-- start --

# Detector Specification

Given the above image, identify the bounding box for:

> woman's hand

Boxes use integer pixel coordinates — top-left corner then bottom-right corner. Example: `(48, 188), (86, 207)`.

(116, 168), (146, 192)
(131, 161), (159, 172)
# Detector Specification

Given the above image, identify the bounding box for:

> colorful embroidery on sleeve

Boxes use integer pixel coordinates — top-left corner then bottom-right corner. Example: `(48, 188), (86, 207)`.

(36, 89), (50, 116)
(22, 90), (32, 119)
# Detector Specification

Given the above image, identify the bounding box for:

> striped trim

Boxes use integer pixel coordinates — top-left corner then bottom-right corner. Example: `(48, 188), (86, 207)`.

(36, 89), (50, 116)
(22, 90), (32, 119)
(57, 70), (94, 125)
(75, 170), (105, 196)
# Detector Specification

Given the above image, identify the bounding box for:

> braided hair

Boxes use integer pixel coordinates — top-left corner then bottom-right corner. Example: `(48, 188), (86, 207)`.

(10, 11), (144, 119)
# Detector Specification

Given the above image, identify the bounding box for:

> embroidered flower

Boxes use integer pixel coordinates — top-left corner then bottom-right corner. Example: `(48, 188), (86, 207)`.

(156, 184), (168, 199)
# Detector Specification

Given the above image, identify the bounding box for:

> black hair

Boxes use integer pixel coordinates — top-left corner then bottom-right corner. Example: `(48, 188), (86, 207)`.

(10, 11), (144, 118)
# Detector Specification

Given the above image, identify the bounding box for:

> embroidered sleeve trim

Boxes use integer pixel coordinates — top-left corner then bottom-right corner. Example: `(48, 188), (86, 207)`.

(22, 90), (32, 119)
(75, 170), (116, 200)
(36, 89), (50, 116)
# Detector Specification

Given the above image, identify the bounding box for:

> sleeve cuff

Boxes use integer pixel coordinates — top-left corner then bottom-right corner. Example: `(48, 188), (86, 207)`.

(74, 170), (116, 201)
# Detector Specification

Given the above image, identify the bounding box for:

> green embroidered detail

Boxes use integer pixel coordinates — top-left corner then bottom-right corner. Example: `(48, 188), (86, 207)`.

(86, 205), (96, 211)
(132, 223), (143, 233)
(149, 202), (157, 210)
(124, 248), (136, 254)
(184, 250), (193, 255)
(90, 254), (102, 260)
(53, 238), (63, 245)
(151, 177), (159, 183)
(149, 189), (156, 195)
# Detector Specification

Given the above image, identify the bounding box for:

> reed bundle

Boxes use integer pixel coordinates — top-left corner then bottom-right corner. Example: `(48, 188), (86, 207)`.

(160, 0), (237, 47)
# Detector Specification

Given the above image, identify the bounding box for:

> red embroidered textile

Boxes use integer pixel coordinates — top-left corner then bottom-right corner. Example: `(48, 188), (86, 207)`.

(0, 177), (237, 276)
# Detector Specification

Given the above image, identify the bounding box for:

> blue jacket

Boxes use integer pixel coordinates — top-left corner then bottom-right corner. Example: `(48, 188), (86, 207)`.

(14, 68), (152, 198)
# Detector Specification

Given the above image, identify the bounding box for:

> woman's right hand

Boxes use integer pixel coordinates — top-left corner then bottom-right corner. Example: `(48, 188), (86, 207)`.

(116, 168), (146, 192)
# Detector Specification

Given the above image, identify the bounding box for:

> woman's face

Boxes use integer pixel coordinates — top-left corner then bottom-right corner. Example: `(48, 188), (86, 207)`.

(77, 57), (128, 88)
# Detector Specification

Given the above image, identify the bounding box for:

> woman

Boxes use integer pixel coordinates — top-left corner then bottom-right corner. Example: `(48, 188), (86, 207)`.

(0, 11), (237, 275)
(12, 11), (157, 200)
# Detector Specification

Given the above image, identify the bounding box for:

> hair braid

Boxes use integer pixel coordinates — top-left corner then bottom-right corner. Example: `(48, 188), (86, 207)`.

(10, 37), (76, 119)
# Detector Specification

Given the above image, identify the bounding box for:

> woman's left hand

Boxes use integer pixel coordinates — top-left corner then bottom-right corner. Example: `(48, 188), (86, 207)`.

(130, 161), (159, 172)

-- end --

Exercise objective: Reproduce each entry from the records above, character for character.

Output for this exercise:
# Detector Specification

Given the above image, identify the bounding box for:

> woman's hand

Boxes use integer pixel coordinates — top-left corner then bottom-right corner. Example: `(48, 188), (86, 207)`.

(116, 168), (146, 192)
(131, 161), (159, 172)
# Detector Specification

Given the above image, identify the bounding box for:

> colorful embroidery on sleeve

Boxes use integer pixel coordinates — top-left corner then bottom-right corner. Example: `(48, 188), (86, 207)`.

(36, 89), (50, 116)
(22, 90), (32, 119)
# Detector Specification

Given the above image, identify the bounding box for:

> striped trim

Boxes use integer pixel coordinates — top-left corner then bottom-right corner. Example: `(48, 188), (86, 207)`.

(36, 89), (50, 116)
(22, 90), (32, 119)
(57, 70), (94, 125)
(75, 170), (105, 196)
# Detector Specification

Given the above image, identify the bounding box for:

> braided hair

Boxes use integer pixel coordinates — top-left corner then bottom-right corner. Example: `(48, 188), (86, 207)`.

(10, 11), (144, 119)
# Detector Specification

Given the above image, identify the bounding box for:

> embroidered flower

Boxes use integer pixel coordinates — top-left corner then bottom-right corner. Example: `(48, 188), (86, 207)`.

(156, 184), (168, 199)
# Detector Specification

Given the above image, identify the bounding box for:

> black hair

Boxes use integer pixel coordinates — top-left corner then bottom-right corner. Example: `(48, 188), (86, 207)`.

(10, 11), (144, 118)
# Detector Specification

Given the above image, identify the bounding box for:

> embroidered sleeve trim

Boxes use integer pixel coordinates — top-left corner then bottom-right corner. Example: `(48, 188), (86, 207)`.

(22, 90), (32, 119)
(75, 170), (116, 200)
(36, 89), (50, 116)
# Detector Specification

Given the above image, identify the bounding box for:

> sleeve cuff

Boxes use integer pixel coordinates — top-left corner then bottom-right corner. Example: `(48, 188), (86, 207)`.

(74, 170), (116, 201)
# Detector Specification

Given the above image, identify the bounding box for:

> green embroidered detail

Boxes use integer pixel coordinates — top-left corner then bottom-right corner. Example: `(48, 188), (86, 207)`.

(86, 205), (96, 211)
(132, 223), (143, 233)
(149, 202), (157, 210)
(124, 248), (136, 254)
(184, 250), (193, 255)
(90, 254), (102, 260)
(53, 238), (63, 245)
(151, 177), (159, 183)
(149, 189), (156, 195)
# Detector Specification

Given the above image, identify the bounding box for:

> reed bundle

Boxes use integer pixel coordinates — top-left corner then bottom-right corner. Example: `(48, 188), (86, 207)`.

(160, 0), (237, 47)
# Detector Specification

Given the above image, identify the bounding box for:

> red embroidered textile

Boxes use integer pixel coordinates — top-left corner then bottom-right corner. Example: `(48, 188), (86, 207)`.

(0, 177), (237, 276)
# Detector Specification

Given the above image, identify the bounding box for:

> blue jacket

Boxes use integer pixel coordinates — top-left corner then bottom-right corner. Example: `(48, 188), (86, 207)`.

(14, 68), (152, 198)
# Detector Specification

Given the above image, identify the bounding box for:

> woman's right hand

Boxes use integer pixel coordinates — top-left corner then bottom-right corner. Example: `(48, 188), (86, 207)`.

(116, 168), (146, 192)
# Detector Specification

Given the above image, identify the bounding box for:

> woman's face

Boxes use integer pixel coordinates — top-left corner then bottom-right corner. Example: `(48, 188), (86, 207)`.

(77, 57), (128, 88)
# Detector Specification

Given the above image, identify the bounding box for:

> woman

Boxes use integer pixel coordinates — top-left corner then bottom-right corner. Example: `(48, 188), (86, 207)`.

(0, 11), (237, 275)
(12, 11), (157, 200)
# Detector Specification

Given the above image, identify the bounding box for:

> hair braid

Boxes use integer pixel coordinates — top-left corner then bottom-right corner. Example: `(48, 188), (86, 207)`.

(10, 37), (76, 119)
# Detector Specification

Given the above image, identify the bounding box for:

> woman's left hand

Boxes use integer pixel coordinates — top-left corner then bottom-right corner. Example: `(48, 188), (86, 207)`.

(130, 161), (159, 172)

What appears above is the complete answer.